__Short task__
Can you reproduce every one of the items below word for word, with nothing changed?

:: Task inputs

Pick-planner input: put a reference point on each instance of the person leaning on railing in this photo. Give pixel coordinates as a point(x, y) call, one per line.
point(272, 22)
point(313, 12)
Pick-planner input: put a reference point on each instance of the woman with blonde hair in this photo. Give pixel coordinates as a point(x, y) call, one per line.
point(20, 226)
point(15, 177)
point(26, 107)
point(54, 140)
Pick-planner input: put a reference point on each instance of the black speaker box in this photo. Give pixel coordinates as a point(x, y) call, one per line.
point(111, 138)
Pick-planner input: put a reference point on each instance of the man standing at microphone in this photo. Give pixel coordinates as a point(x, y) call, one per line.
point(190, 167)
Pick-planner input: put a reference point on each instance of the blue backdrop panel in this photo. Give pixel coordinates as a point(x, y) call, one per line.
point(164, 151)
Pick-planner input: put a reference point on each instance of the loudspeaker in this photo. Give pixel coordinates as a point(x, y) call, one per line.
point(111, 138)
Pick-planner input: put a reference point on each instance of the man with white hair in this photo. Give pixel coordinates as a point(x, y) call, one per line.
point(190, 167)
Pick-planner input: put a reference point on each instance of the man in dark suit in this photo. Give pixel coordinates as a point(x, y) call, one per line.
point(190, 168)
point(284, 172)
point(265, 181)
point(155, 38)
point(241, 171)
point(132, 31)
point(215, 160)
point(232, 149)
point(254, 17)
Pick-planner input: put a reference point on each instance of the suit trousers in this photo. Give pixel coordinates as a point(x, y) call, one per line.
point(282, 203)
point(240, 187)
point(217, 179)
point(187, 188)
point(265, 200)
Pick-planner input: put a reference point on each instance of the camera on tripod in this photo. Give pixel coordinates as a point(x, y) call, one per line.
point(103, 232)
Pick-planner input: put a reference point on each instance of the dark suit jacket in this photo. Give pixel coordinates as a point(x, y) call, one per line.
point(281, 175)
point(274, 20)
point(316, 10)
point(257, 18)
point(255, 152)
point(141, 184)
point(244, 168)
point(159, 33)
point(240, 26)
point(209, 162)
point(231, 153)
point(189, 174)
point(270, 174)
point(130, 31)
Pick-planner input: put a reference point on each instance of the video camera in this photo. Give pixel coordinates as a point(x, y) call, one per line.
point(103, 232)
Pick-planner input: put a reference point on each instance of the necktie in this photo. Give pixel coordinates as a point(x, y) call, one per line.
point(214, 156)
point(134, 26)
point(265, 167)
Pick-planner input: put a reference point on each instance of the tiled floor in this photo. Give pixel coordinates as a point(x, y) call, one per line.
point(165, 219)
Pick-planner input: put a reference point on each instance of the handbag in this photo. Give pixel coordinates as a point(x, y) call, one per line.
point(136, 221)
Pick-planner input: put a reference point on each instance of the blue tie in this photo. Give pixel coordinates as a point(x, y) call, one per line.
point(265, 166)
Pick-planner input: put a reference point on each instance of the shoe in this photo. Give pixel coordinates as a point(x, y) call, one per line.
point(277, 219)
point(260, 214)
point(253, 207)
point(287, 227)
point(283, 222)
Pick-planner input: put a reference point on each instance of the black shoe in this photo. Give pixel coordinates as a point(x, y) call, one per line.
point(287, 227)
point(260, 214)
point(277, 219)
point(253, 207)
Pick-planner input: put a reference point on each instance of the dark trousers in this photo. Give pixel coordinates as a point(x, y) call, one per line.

::::

__Response below__
Pick-planner input: put a reference point on each instance of the person leaning on railing in this photo. Give pixel coordinates as a point(x, y) call, one per line.
point(272, 22)
point(313, 12)
Pick-planner input: put a reference point on each instance of the woman with blonde hair in this photo. Give pixel coordinates as a point(x, y) call, one per line.
point(20, 226)
point(15, 177)
point(26, 107)
point(54, 140)
Pick-planner input: put a reference point on each instance of the black speaker box in this photo. Give pixel coordinates as a point(x, y) call, one per line.
point(111, 138)
Pick-planner input: put a reference point on each instance of the man standing at microphone in this photo. Give pixel coordinates as a point(x, y) call, one per line.
point(190, 167)
Pick-planner input: put a reference point on each instance of the blue backdrop panel in this photo. Give pixel coordinates as a point(x, y) call, one per line.
point(164, 151)
Pick-planner input: put a reference point on each instance of the loudspeaker in this photo. Give pixel coordinates as a point(x, y) call, one per line.
point(111, 138)
Pick-planner input: put a reference point on each instance of the man with white hair in this photo. Give pixel coordinates as a point(x, y) call, one per line.
point(190, 167)
Pick-planner input: put a reference point on each instance of the man in dark suit in this photo. Give pixel coordinates as a point(x, y) call, one per line.
point(190, 168)
point(284, 172)
point(265, 181)
point(155, 38)
point(241, 171)
point(132, 31)
point(215, 160)
point(232, 149)
point(254, 17)
Pick-planner input: put a reference point on each instance of the suit trousers in this photo. Give pixel coordinates as a point(x, y) call, one per line.
point(282, 203)
point(240, 187)
point(217, 179)
point(187, 188)
point(265, 200)
Pick-planner input: put a reference point on each instance of the camera on tripod in this photo. Give pixel coordinates as a point(x, y) call, one per line.
point(103, 232)
Pick-planner input: put a reference point on each instance of the dark suit jacket in this photo. Give pixel coordinates as a point(x, y) call, one per line.
point(281, 175)
point(274, 20)
point(316, 10)
point(257, 18)
point(255, 152)
point(141, 184)
point(244, 168)
point(159, 33)
point(240, 26)
point(209, 162)
point(231, 153)
point(189, 174)
point(270, 174)
point(130, 31)
Pick-planner input: put a reference point on each instance of the video camera in this photo. Give pixel coordinates as a point(x, y) call, one per line.
point(103, 232)
Pick-planner input: put a reference point on each instance of the necktie in this photo. Give pixel coordinates as a point(x, y) call, one per line.
point(214, 156)
point(134, 26)
point(265, 167)
Pick-planner input: put a reference point on each instance of the tiled floor in this photo. Give pixel coordinates as a point(x, y) call, one per line.
point(165, 219)
Pick-planner input: put a reference point on each instance of the handbag in this photo. Give pixel coordinates as a point(x, y) call, one per line.
point(136, 221)
Pick-planner input: put a reference point on each instance of the blue tie in this photo. Give pixel coordinates as a point(x, y) call, one per line.
point(265, 166)
Pick-planner input: put a reference point on each instance of the shoe in this photo. Give pixel coordinates as a point(x, y) call, one per line.
point(277, 219)
point(260, 214)
point(253, 207)
point(287, 227)
point(283, 222)
Pick-planner input: put a reference point on each instance of the black shoe in this photo. Give pixel coordinates as a point(x, y) call, one per line.
point(287, 227)
point(260, 214)
point(277, 219)
point(253, 207)
Pick-planner input: put a reference point on each instance of the dark trousers in this photo. Give pixel coordinates as a point(x, y) call, one per line.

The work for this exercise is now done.